Septiembre/2013
Nexos
Javier Perucho
Un catálogo de escritores olvidados por la literatura mexicana
Concelebrar el natalicio de un escritor, festejar el centenario de una
vida, saludar el jubileo de una obra constituyen acciones afirmativas en
un sistema cultural que procuran absorber al patrimonio de una
comunidad los bienes simbólicos de sus integrantes. Aunque
superficiales, estas formas simbólicas de la canonización festiva suelen
ser frecuentes y habituales, digamos que hasta exigibles en el ámbito
de la cultura para su permanencia, pero no siempre se cumplen en cuanto
se trata de la heterodoxia artística. La tradición cultural ahí
encuentra un punto de quiebre. Al mismo tiempo, en este punto aparecen
las interrogantes: cuándo sí se santifica al artista; cuándo se
destierra al artista hereje. Cómo operan las formas de su inclusión, en
qué momento se realizan; cuándo se condena al ostracismo y en qué casos.
¿Tales procedimientos actúan como norma o excepción? La fijación o el
destierro de las obras son las caras del mismo espejo en que se
contemplan los escritores canónicos, las rosas blancas de la cultura; o
los heterodoxos, esas flores negras de la literatura y el arte. En la
república literaria el escritor canónico ocupa una silla vinculante; los
escritores raros yacen tirados sobre las banquetas.
Como especie endémica de la literatura, los escritores raros forman una estirpe en
extinción o en vías de desaparecer de los recipientes naturales
—diccionarios, antologías, historias— que deben dar cuenta de su
tránsito vital, tareas, aportes, ciclo artístico y naturaleza de su
invención. Aunque me corrijo de inmediato: en ninguno de estos
recipientes se da noticia de un raro, el desamparo informativo ha sido
su condición natural, por la misma razón tanto su herencia artística
como aportes literarios endémicamente no han recibido un diagnóstico,
pues carecen de una ponderación. El análisis que fielmente acompaña al
escritor canónico, en tratándose de esa extraña flor negra se abandona
en el ostracismo.
Un escritor raro se perfila por su naturaleza y se define por sus
ámbitos de competencia artística, circunstancia de recepción,
temperamento, así como por su biografía y predicado estético, aunque las
relaciones públicas alimentan las piezas del peón en la cuadrícula
moteada del ajedrez sociocultural.

DATOS PROPORCIONADOS:

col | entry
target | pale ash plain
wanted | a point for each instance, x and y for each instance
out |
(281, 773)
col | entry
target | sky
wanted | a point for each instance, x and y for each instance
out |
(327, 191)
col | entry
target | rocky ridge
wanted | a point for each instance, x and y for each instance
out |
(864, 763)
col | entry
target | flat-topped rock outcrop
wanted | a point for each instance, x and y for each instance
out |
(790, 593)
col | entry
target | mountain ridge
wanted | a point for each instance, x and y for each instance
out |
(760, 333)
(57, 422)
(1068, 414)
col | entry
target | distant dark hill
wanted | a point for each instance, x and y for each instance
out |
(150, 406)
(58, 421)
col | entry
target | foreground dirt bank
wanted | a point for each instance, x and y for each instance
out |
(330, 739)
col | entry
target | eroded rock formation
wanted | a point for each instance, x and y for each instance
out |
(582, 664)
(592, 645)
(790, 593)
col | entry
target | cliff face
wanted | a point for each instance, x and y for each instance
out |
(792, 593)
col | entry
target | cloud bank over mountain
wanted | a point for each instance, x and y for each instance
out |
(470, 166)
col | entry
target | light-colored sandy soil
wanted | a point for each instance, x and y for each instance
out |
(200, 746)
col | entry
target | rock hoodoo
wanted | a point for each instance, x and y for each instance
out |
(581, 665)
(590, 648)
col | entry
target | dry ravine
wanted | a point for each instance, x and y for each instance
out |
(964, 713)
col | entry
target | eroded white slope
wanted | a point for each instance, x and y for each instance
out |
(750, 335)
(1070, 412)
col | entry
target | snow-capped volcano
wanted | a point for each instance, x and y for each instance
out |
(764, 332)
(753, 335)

EJERCICIO PROPUESTO: Indica si cada afirmación concuerda con el fragmento sobre los escritores raros. Responde sí o no y cita las palabras exactas del fragmento que lo deciden: (a) Los escritores canónicos se comparan con rosas blancas. (b) Los diccionarios, antologías e historias dan noticia de los escritores raros. (c) En la república literaria, los escritores raros ocupan una silla vinculante.

PROBLEMA RESUELTO:
(a) Sí: «los escritores canónicos, las rosas blancas de la cultura».
(b) No: «en ninguno de estos recipientes se da noticia de un raro».
(c) No: «los escritores raros yacen tirados sobre las banquetas».